=== To do ===
Can you retype every line of the records below without changing a single character?

+++ Provided information

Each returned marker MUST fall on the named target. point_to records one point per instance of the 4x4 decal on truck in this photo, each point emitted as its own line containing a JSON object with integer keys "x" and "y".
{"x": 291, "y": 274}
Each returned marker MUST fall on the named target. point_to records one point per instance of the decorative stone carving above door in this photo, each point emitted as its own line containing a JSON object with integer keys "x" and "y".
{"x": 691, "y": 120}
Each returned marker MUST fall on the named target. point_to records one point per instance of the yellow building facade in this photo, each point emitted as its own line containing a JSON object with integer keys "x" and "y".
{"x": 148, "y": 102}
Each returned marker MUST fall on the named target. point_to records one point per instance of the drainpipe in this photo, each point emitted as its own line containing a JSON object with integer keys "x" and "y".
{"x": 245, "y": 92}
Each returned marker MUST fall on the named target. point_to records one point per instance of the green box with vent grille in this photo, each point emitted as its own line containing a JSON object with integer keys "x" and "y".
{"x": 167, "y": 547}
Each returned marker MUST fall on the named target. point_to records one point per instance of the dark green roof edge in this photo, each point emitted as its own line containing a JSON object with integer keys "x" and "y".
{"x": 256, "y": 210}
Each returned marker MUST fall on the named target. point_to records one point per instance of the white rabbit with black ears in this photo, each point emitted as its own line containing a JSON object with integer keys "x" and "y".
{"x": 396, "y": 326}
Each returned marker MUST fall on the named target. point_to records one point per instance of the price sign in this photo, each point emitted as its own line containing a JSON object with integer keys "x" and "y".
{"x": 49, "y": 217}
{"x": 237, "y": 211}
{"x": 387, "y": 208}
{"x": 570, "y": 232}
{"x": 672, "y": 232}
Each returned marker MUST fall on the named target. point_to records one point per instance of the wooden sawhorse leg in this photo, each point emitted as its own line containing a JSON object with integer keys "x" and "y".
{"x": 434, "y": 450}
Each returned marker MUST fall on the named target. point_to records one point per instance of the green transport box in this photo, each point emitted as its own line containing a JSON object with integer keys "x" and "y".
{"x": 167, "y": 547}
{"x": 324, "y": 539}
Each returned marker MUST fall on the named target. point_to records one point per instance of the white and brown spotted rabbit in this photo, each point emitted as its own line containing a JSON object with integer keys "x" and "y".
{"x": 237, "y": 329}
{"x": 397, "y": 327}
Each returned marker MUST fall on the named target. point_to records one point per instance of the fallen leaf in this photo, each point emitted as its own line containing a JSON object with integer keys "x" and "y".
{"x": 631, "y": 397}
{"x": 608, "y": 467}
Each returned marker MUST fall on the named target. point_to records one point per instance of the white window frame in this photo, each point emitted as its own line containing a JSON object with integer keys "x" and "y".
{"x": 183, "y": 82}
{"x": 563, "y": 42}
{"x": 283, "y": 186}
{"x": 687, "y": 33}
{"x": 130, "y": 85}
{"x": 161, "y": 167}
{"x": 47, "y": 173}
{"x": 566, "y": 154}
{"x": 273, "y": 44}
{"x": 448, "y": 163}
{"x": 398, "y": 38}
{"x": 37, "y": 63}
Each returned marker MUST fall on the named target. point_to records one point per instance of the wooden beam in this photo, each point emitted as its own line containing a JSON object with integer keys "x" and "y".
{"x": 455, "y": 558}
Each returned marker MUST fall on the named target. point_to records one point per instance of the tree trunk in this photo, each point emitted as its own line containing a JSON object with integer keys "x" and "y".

++++++

=== Written solution ===
Each returned marker MUST fall on the named target. point_to records one point per instance of the 4x4 decal on truck in this photo, each point emitted as its own line containing a JSON object with integer keys "x" and "y".
{"x": 291, "y": 274}
Each returned marker MUST fall on the named target. point_to records one point per instance of the decorative stone carving above door in this photo, each point emitted as its own line containing a JSON object with integer keys "x" and "y".
{"x": 691, "y": 120}
Each returned marker MUST fall on the named target. point_to records one point per instance of the yellow building facade in this photo, each point emitted as its own line containing a JSON object with integer keys "x" and "y".
{"x": 148, "y": 102}
Each returned marker MUST fall on the named target. point_to records one point per instance of the drainpipe in this photo, each point emitted as its own line containing a JSON object with integer keys "x" and "y".
{"x": 245, "y": 92}
Each returned marker MUST fall on the named target. point_to records one point per instance of the green box with vent grille in this photo, each point emitted as its own line containing a JSON object with integer keys "x" and "y".
{"x": 167, "y": 547}
Each returned marker MUST fall on the named target. point_to records one point per instance of the dark green roof edge in this photo, each point emitted as its own line containing a JSON object with integer keys "x" and "y".
{"x": 256, "y": 210}
Each returned marker MUST fall on the named target. point_to records one point per instance of the white rabbit with black ears in this photo, each point emitted as its own line containing a JSON object with integer keys "x" and "y".
{"x": 396, "y": 326}
Each returned marker MUST fall on the named target. point_to records one point per instance of the price sign in this photo, each point emitted as its own line containing a JSON object with integer keys "x" and "y".
{"x": 49, "y": 217}
{"x": 237, "y": 211}
{"x": 387, "y": 208}
{"x": 570, "y": 232}
{"x": 672, "y": 232}
Each returned marker MUST fall on the named target. point_to records one point per instance of the wooden sawhorse leg in this photo, each point emitted as its own line containing a JSON object with integer keys "x" and "y".
{"x": 434, "y": 450}
Each returned marker MUST fall on the named target. point_to records one point per instance of the green transport box in this photo, each point emitted as its own line containing a JSON object with integer keys "x" and "y".
{"x": 167, "y": 547}
{"x": 324, "y": 539}
Each returned marker MUST fall on the named target. point_to records one point per instance of the white and brown spotted rabbit in this photo, each point emitted as its own line containing a JSON object with integer keys "x" and "y".
{"x": 237, "y": 329}
{"x": 397, "y": 327}
Each returned marker MUST fall on the named target. point_to records one point per instance of the fallen leaf in this photo, each point emitted as its own line containing a JSON object with integer keys "x" and "y".
{"x": 631, "y": 397}
{"x": 608, "y": 467}
Each returned marker MUST fall on the named target. point_to records one point per instance of the white window frame in this photo, each point emitted as its own line containing a JSON object with integer keys "x" and "y".
{"x": 183, "y": 82}
{"x": 563, "y": 42}
{"x": 283, "y": 186}
{"x": 687, "y": 33}
{"x": 130, "y": 85}
{"x": 161, "y": 167}
{"x": 47, "y": 173}
{"x": 566, "y": 154}
{"x": 273, "y": 44}
{"x": 448, "y": 163}
{"x": 398, "y": 38}
{"x": 37, "y": 63}
Each returned marker MUST fall on the named target. point_to records one point per instance of the wooden beam in this photo, each point emitted as its own line containing a JSON object with integer keys "x" and "y".
{"x": 455, "y": 558}
Each returned marker MUST fall on the named target. point_to records one point per instance of the tree trunk in this photo, each point emitted as its own line containing a JSON object with integer keys "x" and "y".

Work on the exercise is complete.